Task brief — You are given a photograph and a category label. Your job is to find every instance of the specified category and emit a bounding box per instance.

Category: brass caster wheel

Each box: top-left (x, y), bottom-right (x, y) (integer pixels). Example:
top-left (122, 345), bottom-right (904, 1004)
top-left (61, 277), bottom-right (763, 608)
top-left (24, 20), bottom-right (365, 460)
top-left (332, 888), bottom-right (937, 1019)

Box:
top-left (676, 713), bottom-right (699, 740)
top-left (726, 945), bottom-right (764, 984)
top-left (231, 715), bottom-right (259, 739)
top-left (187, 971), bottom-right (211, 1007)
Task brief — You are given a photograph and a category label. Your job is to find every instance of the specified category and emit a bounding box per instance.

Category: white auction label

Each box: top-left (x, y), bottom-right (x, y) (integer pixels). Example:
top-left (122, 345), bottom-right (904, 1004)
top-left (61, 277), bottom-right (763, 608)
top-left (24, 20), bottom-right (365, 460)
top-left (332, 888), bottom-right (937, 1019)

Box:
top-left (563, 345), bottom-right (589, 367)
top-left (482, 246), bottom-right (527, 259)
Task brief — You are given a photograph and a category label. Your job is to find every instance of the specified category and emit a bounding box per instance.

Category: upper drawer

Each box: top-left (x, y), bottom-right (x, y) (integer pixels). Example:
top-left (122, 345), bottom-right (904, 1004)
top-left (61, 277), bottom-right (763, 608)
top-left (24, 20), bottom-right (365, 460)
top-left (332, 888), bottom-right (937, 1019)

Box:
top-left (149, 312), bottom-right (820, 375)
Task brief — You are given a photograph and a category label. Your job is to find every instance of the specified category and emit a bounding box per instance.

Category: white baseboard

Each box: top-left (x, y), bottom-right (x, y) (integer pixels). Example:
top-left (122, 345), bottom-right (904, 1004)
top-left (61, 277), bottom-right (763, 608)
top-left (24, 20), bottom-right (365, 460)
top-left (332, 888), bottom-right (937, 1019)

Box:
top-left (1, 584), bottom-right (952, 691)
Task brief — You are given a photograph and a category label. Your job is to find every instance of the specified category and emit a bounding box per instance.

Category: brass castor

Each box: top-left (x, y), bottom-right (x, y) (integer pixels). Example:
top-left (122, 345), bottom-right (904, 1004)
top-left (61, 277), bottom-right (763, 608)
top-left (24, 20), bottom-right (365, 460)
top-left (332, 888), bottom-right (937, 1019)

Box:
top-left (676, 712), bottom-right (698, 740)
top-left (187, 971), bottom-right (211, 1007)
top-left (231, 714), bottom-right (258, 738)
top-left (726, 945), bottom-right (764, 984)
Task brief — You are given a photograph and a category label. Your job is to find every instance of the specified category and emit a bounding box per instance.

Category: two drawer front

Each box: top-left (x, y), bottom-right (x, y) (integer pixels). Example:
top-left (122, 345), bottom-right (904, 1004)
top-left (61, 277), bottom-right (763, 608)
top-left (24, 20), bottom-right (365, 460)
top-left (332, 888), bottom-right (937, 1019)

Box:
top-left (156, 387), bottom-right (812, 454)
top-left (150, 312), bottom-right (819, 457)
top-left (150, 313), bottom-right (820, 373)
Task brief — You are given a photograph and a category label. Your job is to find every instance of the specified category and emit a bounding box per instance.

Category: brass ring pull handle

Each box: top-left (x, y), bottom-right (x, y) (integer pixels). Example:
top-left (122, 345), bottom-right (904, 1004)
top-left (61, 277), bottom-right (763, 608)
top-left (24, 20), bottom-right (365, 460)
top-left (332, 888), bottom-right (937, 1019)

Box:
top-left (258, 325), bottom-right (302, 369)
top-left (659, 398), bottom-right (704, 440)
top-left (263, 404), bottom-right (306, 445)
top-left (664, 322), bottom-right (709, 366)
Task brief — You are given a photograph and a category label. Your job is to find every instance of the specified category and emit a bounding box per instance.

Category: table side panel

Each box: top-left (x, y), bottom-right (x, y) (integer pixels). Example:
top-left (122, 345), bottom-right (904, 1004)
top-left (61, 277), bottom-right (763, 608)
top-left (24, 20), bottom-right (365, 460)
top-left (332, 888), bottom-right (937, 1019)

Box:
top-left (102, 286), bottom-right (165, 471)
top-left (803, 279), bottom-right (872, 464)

________________

» PROBLEM STATEMENT
Copy every entry above word for word.

» OUTPUT
Task brief — You are given a photograph and a category label. Your job is to find every instance of the specified category and emit a bounding box per instance.

Category: brass caster wheel

Each box: top-left (x, y), bottom-right (x, y) (integer pixels). Example:
top-left (122, 345), bottom-right (904, 1004)
top-left (61, 277), bottom-right (763, 608)
top-left (24, 20), bottom-right (365, 460)
top-left (332, 888), bottom-right (937, 1019)

Box:
top-left (676, 713), bottom-right (699, 740)
top-left (726, 945), bottom-right (764, 984)
top-left (231, 715), bottom-right (259, 739)
top-left (187, 971), bottom-right (211, 1007)
Task brief — You are given a photograph and a category label. Your job is to find every instance of the specified category and emit a bounding box per instance.

Category: white auction label

Each box: top-left (x, y), bottom-right (x, y) (integer pixels). Example:
top-left (122, 345), bottom-right (904, 1004)
top-left (61, 277), bottom-right (763, 608)
top-left (24, 20), bottom-right (365, 460)
top-left (332, 888), bottom-right (937, 1019)

Box:
top-left (563, 345), bottom-right (589, 367)
top-left (482, 246), bottom-right (527, 259)
Task brief — You are given a photograph and a category label. Your job is to find every instance of the specified category and emit a bounding box per instance.

Category: upper drawer

Each box: top-left (x, y), bottom-right (x, y) (integer pixels). Example:
top-left (122, 345), bottom-right (904, 1004)
top-left (61, 277), bottom-right (763, 608)
top-left (24, 20), bottom-right (365, 460)
top-left (332, 888), bottom-right (937, 1019)

Box:
top-left (149, 312), bottom-right (820, 375)
Task brief — You are given a photograph and a category label. Your job is to find every instance of the specified category and emit a bounding box per instance.

Category: white baseboard

Each box: top-left (x, y), bottom-right (x, y) (integer pixels). Example:
top-left (122, 345), bottom-right (904, 1004)
top-left (61, 277), bottom-right (763, 608)
top-left (24, 20), bottom-right (365, 460)
top-left (332, 888), bottom-right (937, 1019)

Box:
top-left (1, 584), bottom-right (952, 691)
Task brief — You are given a photograph and a category label. Your job is to find every instance of the specified category and emit a bounding box per instance.

Category: brass castor

Each box: top-left (x, y), bottom-right (x, y) (integer pixels). Example:
top-left (122, 345), bottom-right (904, 1004)
top-left (61, 277), bottom-right (763, 608)
top-left (24, 20), bottom-right (365, 460)
top-left (332, 888), bottom-right (937, 1019)

Box:
top-left (676, 712), bottom-right (698, 740)
top-left (187, 971), bottom-right (211, 1007)
top-left (231, 714), bottom-right (258, 738)
top-left (726, 945), bottom-right (764, 984)
Task brief — You are given a photograph and a category label. Your job is to find every instance of the specified category and emit a bounding box per instance.

Category: two drawer front

Each box: top-left (x, y), bottom-right (x, y) (integer pixels). Example:
top-left (122, 345), bottom-right (904, 1004)
top-left (61, 277), bottom-right (763, 608)
top-left (24, 20), bottom-right (365, 460)
top-left (332, 888), bottom-right (937, 1019)

Box:
top-left (156, 387), bottom-right (812, 454)
top-left (150, 312), bottom-right (819, 457)
top-left (150, 313), bottom-right (820, 373)
Task brief — You are given a photograph and a category label. Your job is to find every instance of the specified category and emit a bounding box per instance.

Category: brass ring pull handle

Each box: top-left (x, y), bottom-right (x, y) (integer pixels). Example:
top-left (122, 345), bottom-right (904, 1004)
top-left (61, 277), bottom-right (763, 608)
top-left (24, 20), bottom-right (365, 460)
top-left (332, 888), bottom-right (937, 1019)

Box:
top-left (258, 325), bottom-right (302, 369)
top-left (659, 398), bottom-right (704, 440)
top-left (263, 404), bottom-right (306, 445)
top-left (664, 322), bottom-right (709, 366)
Task brief — You are given a photograph and a category label. Your job is to find every instance of the specified category and emit a bounding box per instance.

Category: table side panel

Each box: top-left (x, y), bottom-right (x, y) (integer pixels). Example:
top-left (122, 345), bottom-right (904, 1004)
top-left (61, 277), bottom-right (763, 608)
top-left (24, 20), bottom-right (365, 460)
top-left (332, 888), bottom-right (937, 1019)

Box:
top-left (102, 286), bottom-right (165, 471)
top-left (803, 279), bottom-right (872, 464)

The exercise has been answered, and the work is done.